PROBLEM: Rewrite the lines as a numbered list, leaving out blank lines, starting at the first line and ending with the line that contains "224), (0, 474)]", both ends included.

DATASET ENTRIES:
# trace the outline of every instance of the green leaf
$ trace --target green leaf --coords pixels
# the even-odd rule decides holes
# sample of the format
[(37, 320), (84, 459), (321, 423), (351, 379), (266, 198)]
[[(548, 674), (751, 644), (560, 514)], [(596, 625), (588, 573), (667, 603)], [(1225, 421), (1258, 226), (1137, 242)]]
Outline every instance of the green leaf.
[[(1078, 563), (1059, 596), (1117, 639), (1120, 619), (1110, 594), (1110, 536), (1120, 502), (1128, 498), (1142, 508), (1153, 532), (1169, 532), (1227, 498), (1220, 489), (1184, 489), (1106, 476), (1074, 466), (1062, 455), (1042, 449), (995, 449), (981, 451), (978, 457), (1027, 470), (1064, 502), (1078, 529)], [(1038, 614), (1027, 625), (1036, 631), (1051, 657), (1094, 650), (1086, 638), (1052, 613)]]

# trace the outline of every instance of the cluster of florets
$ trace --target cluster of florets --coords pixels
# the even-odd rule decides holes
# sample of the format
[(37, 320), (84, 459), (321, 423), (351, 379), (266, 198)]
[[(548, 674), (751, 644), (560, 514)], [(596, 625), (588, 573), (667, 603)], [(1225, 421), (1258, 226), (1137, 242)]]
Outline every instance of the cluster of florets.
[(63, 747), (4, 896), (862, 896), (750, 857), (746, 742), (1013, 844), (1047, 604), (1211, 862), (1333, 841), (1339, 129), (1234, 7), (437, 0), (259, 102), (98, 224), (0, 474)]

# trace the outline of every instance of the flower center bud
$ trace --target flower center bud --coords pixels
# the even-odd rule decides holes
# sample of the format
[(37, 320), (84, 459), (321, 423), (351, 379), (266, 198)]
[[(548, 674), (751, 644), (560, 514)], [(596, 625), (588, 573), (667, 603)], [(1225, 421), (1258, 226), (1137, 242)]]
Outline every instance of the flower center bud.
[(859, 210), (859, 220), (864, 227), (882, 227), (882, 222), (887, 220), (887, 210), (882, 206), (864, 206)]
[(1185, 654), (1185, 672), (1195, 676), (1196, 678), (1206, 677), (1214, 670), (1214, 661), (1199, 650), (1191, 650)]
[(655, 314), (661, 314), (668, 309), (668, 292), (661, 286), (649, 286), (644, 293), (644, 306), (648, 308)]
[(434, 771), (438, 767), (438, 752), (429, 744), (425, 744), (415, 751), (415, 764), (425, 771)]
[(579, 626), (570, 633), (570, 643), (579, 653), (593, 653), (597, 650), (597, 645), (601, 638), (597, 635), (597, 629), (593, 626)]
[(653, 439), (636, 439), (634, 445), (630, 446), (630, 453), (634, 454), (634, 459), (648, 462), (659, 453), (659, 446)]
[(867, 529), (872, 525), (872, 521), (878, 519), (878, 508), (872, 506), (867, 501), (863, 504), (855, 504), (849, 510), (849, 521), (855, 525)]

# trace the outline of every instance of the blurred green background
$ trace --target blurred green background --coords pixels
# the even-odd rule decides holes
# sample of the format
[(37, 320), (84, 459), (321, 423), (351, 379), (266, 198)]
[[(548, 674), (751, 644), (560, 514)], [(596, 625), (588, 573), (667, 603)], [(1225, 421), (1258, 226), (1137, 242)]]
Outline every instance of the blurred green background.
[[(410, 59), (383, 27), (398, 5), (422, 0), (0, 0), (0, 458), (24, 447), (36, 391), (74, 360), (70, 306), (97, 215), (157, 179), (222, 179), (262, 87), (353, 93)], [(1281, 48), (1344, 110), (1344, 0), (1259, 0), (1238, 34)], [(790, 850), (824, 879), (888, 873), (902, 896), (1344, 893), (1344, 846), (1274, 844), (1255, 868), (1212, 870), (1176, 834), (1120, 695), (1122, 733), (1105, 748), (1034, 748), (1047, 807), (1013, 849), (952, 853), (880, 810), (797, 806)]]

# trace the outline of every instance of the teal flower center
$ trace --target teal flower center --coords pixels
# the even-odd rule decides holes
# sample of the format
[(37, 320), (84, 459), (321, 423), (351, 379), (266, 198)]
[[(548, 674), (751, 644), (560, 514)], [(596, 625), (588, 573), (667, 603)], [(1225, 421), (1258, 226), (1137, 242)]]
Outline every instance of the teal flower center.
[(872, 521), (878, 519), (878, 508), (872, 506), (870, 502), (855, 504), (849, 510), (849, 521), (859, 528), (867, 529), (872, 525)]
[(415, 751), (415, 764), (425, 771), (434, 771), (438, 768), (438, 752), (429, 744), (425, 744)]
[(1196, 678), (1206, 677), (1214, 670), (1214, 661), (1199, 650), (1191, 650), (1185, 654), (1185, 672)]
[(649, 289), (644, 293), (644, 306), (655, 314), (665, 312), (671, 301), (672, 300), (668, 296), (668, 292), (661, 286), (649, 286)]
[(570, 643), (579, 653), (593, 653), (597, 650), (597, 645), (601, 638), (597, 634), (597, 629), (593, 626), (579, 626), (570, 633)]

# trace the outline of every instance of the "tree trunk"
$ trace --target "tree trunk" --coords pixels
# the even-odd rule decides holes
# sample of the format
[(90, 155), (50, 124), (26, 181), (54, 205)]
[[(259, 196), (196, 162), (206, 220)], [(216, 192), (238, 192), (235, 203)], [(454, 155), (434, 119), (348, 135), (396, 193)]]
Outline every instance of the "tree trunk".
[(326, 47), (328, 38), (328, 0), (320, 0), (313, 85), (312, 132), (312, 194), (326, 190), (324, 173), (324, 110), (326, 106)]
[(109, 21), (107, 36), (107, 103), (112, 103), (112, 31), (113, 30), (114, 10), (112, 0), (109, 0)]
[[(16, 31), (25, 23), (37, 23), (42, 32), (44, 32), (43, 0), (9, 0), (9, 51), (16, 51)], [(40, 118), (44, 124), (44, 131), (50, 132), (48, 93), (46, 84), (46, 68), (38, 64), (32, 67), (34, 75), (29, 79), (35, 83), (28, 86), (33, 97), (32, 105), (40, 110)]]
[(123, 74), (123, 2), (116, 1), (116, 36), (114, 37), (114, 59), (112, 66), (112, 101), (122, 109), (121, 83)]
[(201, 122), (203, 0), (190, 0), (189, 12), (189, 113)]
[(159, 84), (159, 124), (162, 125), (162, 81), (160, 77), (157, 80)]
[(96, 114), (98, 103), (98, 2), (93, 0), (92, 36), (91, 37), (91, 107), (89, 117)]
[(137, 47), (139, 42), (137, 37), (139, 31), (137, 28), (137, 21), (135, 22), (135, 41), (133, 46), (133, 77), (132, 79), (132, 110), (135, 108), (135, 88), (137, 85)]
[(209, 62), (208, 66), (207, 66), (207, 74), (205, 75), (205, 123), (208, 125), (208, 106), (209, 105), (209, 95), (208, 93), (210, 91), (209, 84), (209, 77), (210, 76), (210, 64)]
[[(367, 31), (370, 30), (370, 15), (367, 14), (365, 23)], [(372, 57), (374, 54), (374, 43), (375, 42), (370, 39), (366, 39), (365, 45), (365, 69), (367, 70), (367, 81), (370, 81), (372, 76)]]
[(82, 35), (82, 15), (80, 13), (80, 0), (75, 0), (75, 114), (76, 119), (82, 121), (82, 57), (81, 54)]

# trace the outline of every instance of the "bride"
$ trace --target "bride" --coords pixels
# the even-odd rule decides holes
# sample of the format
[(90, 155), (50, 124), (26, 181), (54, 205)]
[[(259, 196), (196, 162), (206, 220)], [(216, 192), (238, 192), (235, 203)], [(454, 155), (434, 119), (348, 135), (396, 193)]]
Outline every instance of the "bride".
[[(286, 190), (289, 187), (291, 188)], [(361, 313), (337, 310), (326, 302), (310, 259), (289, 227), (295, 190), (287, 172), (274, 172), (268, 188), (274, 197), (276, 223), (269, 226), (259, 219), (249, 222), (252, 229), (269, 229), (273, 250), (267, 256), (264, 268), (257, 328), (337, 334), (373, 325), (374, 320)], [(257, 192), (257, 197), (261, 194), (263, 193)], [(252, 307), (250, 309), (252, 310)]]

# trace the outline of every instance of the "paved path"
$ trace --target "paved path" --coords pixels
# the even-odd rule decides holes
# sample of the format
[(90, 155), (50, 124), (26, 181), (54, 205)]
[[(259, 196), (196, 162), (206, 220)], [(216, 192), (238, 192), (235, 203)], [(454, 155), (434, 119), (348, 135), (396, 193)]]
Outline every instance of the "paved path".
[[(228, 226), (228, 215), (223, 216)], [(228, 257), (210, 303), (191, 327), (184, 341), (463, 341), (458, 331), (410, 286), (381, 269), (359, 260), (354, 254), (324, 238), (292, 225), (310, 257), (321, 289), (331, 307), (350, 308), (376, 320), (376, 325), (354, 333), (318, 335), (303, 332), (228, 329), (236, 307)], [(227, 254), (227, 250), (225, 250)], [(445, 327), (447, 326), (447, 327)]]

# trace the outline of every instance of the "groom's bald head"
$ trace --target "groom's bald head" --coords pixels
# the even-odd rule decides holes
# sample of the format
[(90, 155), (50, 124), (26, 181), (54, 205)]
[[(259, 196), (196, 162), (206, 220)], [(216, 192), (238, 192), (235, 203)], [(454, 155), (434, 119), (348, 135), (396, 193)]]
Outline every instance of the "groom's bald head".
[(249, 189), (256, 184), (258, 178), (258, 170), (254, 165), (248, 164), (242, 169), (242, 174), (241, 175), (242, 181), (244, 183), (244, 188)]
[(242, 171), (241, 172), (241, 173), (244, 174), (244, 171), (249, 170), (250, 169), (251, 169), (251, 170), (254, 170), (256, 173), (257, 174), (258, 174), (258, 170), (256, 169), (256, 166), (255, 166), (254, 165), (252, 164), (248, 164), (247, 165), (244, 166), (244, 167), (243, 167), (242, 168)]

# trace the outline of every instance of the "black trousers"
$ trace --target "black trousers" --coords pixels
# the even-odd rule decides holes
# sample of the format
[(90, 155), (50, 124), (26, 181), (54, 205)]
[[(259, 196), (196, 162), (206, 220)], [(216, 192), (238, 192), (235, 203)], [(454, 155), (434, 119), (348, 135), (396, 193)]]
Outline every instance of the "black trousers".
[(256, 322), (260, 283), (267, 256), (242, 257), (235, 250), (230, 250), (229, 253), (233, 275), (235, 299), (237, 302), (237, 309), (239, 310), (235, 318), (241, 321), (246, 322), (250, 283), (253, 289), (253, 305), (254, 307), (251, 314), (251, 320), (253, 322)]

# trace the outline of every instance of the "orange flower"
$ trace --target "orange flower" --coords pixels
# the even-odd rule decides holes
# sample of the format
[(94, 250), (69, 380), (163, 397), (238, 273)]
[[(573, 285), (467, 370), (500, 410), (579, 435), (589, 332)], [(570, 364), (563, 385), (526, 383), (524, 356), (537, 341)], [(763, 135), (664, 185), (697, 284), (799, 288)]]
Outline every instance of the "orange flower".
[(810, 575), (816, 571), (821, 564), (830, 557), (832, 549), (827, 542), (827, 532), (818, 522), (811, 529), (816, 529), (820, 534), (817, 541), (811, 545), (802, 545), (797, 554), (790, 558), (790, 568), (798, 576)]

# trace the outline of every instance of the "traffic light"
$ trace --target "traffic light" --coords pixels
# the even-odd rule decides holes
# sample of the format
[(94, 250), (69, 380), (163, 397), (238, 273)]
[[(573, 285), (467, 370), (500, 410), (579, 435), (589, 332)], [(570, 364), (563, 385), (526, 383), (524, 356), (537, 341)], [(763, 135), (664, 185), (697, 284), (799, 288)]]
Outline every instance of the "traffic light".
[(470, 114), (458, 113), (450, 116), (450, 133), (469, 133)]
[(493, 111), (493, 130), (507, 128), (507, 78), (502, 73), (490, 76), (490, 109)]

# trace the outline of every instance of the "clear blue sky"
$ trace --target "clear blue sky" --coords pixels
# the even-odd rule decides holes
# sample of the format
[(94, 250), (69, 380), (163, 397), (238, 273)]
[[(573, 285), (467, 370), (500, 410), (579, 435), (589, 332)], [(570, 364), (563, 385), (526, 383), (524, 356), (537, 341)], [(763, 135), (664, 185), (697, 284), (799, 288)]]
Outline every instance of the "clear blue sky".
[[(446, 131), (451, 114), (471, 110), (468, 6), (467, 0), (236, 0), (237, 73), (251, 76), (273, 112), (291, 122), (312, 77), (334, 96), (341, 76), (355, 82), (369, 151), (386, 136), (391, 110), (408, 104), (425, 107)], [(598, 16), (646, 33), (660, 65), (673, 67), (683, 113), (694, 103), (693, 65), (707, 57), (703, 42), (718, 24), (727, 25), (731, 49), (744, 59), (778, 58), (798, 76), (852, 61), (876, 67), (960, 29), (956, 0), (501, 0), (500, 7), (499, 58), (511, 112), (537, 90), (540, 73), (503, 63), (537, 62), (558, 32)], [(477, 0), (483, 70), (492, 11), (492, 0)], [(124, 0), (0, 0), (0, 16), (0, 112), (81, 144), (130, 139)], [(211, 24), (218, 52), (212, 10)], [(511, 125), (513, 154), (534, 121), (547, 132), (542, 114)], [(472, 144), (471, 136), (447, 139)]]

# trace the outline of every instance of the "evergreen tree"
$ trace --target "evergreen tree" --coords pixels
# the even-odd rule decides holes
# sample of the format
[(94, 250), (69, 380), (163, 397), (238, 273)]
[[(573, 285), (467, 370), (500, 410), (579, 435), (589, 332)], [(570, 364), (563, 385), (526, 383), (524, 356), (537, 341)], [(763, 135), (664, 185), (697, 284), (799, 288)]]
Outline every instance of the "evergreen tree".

SOLUTION TO THE EXERCISE:
1. # trace the outline of every instance of the green leaf
2. $ trace --target green leaf --coords pixels
3. # the even-odd rule decides holes
4. # sample of the format
5. [(37, 320), (84, 459), (321, 423), (351, 379), (266, 198)]
6. [[(548, 674), (751, 644), (560, 514)], [(596, 625), (588, 573), (667, 603)], [(1225, 421), (1258, 226), (1137, 242)]]
7. Outline every instance of the green leaf.
8. [[(1078, 563), (1059, 596), (1117, 639), (1120, 619), (1110, 594), (1110, 536), (1120, 502), (1128, 498), (1142, 508), (1153, 532), (1169, 532), (1227, 498), (1220, 489), (1184, 489), (1106, 476), (1074, 466), (1062, 455), (1042, 449), (995, 449), (981, 451), (978, 457), (1027, 470), (1064, 502), (1078, 529)], [(1038, 614), (1027, 625), (1036, 631), (1051, 657), (1094, 650), (1086, 638), (1052, 613)]]
9. # trace the outline of every instance of the cluster of florets
10. $ trace --target cluster of florets --coords pixels
11. # the even-odd rule decides holes
12. # sample of the format
13. [(37, 320), (84, 459), (321, 423), (351, 379), (266, 198)]
14. [[(548, 674), (751, 644), (560, 514)], [(596, 625), (588, 573), (667, 603)], [(1225, 421), (1258, 226), (1137, 242)]]
15. Outline every instance of the cluster of florets.
16. [(63, 747), (4, 896), (862, 896), (750, 857), (746, 742), (1013, 844), (1047, 604), (1211, 862), (1333, 841), (1339, 129), (1234, 7), (437, 0), (259, 102), (98, 224), (0, 474)]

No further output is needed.